- **TRECHO DO TEXTO**
────────────────────

No livro O lulismo em crise, procurou-se sustentar a ideia de que a congênere brasileira da Operação Mãos Limpas, que varreu a Itália nos anos 1990, deveria ser encarada como simultaneamente facciosa e republicana.[4] Não haveria espaço aqui para reproduzir os argumentos que levaram à conclusão de que, embora as descobertas de desvios bilionários revelassem um sistema de financiamento eleitoral em vigor desde 1945, do qual participaram os principais partidos dos últimos 70 anos, as investigações sediadas em Curitiba focaram, sobretudo, no Partido dos Trabalhadores (PT) e no ex-presidente Luiz Inácio Lula da Silva. Em consequência, o fio verde-amarelo que ligava os acontecimentos do mensalão, de 2005, aos do petrolão, de 2014, passando pelas manifestações de junho de 2013, remetia ao caráter parcial e seletivo das ações anticorrupção. Por consequência, em todos os estágios da via crucis lulista, que desembocou em avenidas coalhadas de camisetas da seleção canarinho, pedindo a criminalização do partido que governara o Brasil desde 2003, pairava a sombra da interrupção do processo democrático.
À primeira vista, foi justamente o tema da corrupção que impediu as tentativas de unidade democrática desde 2015 até a vitória de Jair Bolsonaro em outubro de 2018. O fato é que a tecnologia de formação de frentes mostrou-se insuficiente e, por mais apelos que fossem feitos, ela não se realizou. No lugar de debates em torno de pontos mais ou menos comuns, que constituiriam um programa mínimo, surgiu a exigência da “autocrítica”, uma espécie de senha para autorizar conversas de alto nível, que nunca ocorreram. Mesmo dentro da esquerda, no processo que acabou por desaguar no impeachment de 2016, criaram-se não uma, mas duas frentes: a Brasil Popular e a Povo sem Medo. A despeito de, em diversas ocasiões, trabalharem juntas, a mera existência de duas organizações pretensamente unitárias mostrava a dificuldade de unificação no âmbito da própria esquerda, quem diria, na relação com setores liberais.

────────────────────

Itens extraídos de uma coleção
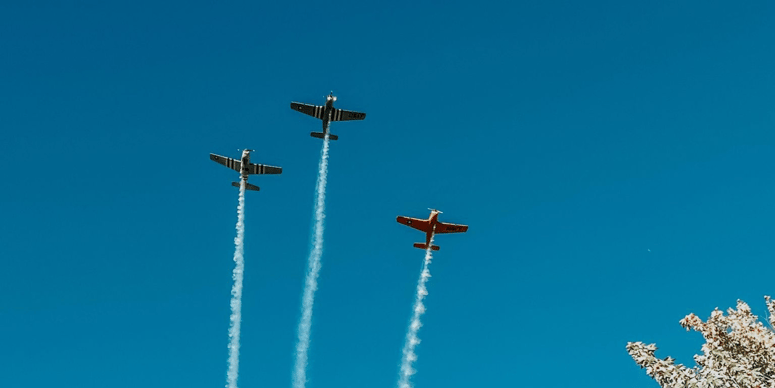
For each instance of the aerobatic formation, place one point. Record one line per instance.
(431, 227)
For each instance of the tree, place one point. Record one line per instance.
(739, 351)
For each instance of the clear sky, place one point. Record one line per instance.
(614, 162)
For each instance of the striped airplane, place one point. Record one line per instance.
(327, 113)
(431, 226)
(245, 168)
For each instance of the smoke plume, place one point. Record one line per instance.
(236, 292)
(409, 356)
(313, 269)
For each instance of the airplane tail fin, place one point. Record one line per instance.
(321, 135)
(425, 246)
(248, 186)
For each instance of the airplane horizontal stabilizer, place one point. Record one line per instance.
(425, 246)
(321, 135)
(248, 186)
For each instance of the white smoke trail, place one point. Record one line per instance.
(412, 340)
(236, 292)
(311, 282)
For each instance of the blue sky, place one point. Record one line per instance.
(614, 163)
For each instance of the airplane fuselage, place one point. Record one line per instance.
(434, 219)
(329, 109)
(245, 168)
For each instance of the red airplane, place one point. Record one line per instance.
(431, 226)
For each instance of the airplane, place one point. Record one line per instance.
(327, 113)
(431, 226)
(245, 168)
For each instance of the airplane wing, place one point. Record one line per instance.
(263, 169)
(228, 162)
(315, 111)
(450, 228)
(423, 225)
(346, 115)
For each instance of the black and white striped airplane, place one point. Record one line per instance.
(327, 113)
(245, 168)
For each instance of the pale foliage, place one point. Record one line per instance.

────────────────────

- **PROBLEMA PROPOSTO A**
Responda com base no trecho sobre o lulismo:
(i) Desde que ano estava em vigor o sistema de financiamento eleitoral revelado pelas descobertas de desvios?
(ii) Em que ano ocorreram os acontecimentos do mensalão?
(iii) Quais são os nomes das duas frentes criadas dentro da esquerda?
- **PROBLEMA PROPOSTO B**
Liste todos os anos mencionados no segundo parágrafo do trecho sobre o lulismo, na ordem em que aparecem.
- **PROBLEMA PROPOSTO C**
Escreva a continuação do trecho sobre o lulismo a partir de sua última frase.
Os itens provêm de uma fonte distinta.

- **RESPOSTA DO EXERCÍCIO A**
(i) Desde 1945.
(ii) Em 2005.
(iii) Brasil Popular e Povo sem Medo.

- **RESPOSTA DO EXERCÍCIO B**
2015, 2018, 2016

- **RESPOSTA DO EXERCÍCIO C**
Adicionalmente, o segundo mandato de Dilma foi errático. Primeiro, ela escolheu um ministro da Fazenda, Joaquim Levy, talhado para executar o programa do adversário no segundo turno de 2014 (Aécio Neves, do PSDB). Depois, no meio de 2015, resolveu limitar a política de austeridade do próprio Levy. Resultado: a mandatária perdeu o apoio da esquerda e da direita, tornando quase impossível a unidade na defesa do governo. A desunião dos progressistas se expressou nas eleições municipais de 2016, em que candidaturas progressistas se enfrentaram em diversas capitais (chapas únicas poderiam ter feito diferença no Rio de Janeiro, em São Paulo e, sobretudo, em Porto Alegre), com reflexos danosos para o campo popular, apesar das advertências em contrário.[5]
Entretanto, diante do sucesso da extrema-direita na eleição de 2018, a necessidade de pensar os meios de resistir à maré autoritária dobrou. Daí a urgência de refletir a respeito da frente democrática. O argumento deste artigo é que os últimos quatro anos trouxeram à tona dois obstáculos à constituição da mesma. O primeiro relaciona-se à dinâmica das organizações partidárias, o que dificulta até mesmo a unidade entre setores da esquerda com maior convergência programática. O segundo refere-se a divergências profundas sobre o lugar do Estado na promoção do crescimento econômico, que inviabilizam a ação conjunta de setores “democráticos” vinculados a diferentes posições do espectro político.
No que concerne ao obstáculo inicial, é necessário levar em consideração os interesses particulares de cada máquina partidária, os quais falam alto nas relevantes conjunturas eleitorais. Não se trata apenas do anseio por ver os respectivos filiados ocuparem os cargos em disputa, mas de entender que a própria participação nos pleitos é vantajosa em termos de visibilidade, arregimentação e levantamento de recursos. Consequentemente, submeter as postulações de cada sigla aos desígnios de uma entidade maior impõe concessões extraordinárias. A iniciativa do #Queroprévias, excelente coletivo que vem agitando há alguns anos a necessidade de primárias comuns a diferentes agrupamentos progressistas, tem esbarrado em tais empecilhos, que seriam ainda maiores se a mesma demanda fosse estendida a agrupamentos de centro.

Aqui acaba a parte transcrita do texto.